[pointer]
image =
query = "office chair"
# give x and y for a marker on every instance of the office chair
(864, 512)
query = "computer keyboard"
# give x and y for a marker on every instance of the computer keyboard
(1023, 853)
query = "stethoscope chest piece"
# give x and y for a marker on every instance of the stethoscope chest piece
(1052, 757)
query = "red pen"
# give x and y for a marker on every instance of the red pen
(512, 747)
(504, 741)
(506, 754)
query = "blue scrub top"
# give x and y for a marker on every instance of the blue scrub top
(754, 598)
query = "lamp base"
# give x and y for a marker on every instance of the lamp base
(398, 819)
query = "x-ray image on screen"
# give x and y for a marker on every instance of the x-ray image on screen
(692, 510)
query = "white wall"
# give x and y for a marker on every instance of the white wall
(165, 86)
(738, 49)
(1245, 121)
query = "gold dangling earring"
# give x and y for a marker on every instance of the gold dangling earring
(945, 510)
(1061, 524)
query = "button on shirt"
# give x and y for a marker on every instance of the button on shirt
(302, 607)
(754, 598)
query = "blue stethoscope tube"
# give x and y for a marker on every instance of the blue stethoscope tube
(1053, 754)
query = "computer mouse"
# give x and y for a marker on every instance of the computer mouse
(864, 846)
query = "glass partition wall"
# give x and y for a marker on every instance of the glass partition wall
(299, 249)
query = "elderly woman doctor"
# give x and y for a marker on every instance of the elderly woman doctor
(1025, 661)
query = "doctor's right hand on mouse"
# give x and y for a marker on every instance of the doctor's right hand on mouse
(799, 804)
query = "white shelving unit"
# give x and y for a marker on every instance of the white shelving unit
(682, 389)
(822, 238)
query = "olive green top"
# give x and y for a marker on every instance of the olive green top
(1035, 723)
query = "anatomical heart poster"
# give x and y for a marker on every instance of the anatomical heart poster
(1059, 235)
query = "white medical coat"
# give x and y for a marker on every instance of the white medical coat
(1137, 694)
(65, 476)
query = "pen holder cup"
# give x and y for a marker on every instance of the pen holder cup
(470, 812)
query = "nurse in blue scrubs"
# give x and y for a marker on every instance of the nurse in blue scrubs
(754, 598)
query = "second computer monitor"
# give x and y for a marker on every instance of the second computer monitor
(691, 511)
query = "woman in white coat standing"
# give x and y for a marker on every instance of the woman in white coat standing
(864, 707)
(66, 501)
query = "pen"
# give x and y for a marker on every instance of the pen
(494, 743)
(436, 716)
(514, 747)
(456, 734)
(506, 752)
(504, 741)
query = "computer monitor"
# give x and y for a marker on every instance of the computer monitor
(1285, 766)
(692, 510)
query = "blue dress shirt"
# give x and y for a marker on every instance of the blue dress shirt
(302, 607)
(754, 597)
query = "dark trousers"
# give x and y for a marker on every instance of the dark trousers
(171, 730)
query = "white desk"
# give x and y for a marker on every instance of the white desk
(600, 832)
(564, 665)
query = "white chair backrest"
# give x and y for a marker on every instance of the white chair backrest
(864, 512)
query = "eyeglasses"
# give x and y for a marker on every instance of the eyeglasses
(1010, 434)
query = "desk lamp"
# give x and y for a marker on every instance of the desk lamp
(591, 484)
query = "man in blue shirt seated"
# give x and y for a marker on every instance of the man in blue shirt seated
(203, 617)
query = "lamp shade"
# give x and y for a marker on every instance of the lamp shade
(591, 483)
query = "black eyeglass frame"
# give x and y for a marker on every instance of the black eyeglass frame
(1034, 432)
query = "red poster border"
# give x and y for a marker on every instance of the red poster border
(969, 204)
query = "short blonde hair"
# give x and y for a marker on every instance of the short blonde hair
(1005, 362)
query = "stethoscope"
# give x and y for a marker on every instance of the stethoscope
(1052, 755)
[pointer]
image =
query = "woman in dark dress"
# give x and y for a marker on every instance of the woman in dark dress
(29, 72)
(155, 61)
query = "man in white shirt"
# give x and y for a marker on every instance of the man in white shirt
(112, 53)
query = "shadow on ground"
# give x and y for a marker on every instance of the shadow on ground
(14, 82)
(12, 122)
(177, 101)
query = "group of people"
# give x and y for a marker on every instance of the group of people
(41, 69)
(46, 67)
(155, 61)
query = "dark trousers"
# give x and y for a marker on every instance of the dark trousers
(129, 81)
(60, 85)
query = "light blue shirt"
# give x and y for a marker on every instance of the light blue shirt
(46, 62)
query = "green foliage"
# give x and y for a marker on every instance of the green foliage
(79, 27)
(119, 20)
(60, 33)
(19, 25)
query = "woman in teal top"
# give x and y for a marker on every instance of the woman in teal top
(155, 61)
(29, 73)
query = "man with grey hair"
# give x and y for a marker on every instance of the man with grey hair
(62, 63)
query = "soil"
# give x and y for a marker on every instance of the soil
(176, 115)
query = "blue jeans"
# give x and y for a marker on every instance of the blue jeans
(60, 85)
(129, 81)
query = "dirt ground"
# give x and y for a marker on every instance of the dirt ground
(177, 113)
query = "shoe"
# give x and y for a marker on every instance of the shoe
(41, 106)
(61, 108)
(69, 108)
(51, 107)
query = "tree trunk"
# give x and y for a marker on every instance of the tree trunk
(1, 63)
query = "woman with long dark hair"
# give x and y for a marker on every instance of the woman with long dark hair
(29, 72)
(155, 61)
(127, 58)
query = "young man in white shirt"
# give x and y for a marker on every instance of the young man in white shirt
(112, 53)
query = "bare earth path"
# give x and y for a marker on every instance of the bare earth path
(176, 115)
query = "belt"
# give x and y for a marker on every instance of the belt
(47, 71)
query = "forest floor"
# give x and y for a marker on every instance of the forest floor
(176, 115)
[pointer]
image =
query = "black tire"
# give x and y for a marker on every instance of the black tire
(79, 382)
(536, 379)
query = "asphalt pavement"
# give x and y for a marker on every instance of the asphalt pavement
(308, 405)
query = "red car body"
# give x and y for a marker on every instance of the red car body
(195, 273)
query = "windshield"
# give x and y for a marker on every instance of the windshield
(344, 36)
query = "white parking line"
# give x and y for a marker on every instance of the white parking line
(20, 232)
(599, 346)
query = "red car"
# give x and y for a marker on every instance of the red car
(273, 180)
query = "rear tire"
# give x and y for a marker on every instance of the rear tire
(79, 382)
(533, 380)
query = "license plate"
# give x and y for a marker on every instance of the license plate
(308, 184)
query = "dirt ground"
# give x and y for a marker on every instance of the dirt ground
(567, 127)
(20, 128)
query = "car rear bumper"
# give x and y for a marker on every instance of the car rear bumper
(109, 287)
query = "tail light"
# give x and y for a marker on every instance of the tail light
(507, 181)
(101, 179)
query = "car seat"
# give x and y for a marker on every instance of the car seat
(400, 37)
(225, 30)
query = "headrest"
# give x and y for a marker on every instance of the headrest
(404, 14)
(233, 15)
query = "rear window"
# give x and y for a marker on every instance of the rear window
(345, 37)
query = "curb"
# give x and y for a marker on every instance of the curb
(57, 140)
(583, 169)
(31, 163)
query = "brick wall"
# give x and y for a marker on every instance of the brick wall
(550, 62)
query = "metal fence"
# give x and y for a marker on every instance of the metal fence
################
Problem description: Wherever a line contains the string "metal", copy that line from the data.

Exercise response:
query = "metal fence"
# give x and y for a marker on every instance of the metal fence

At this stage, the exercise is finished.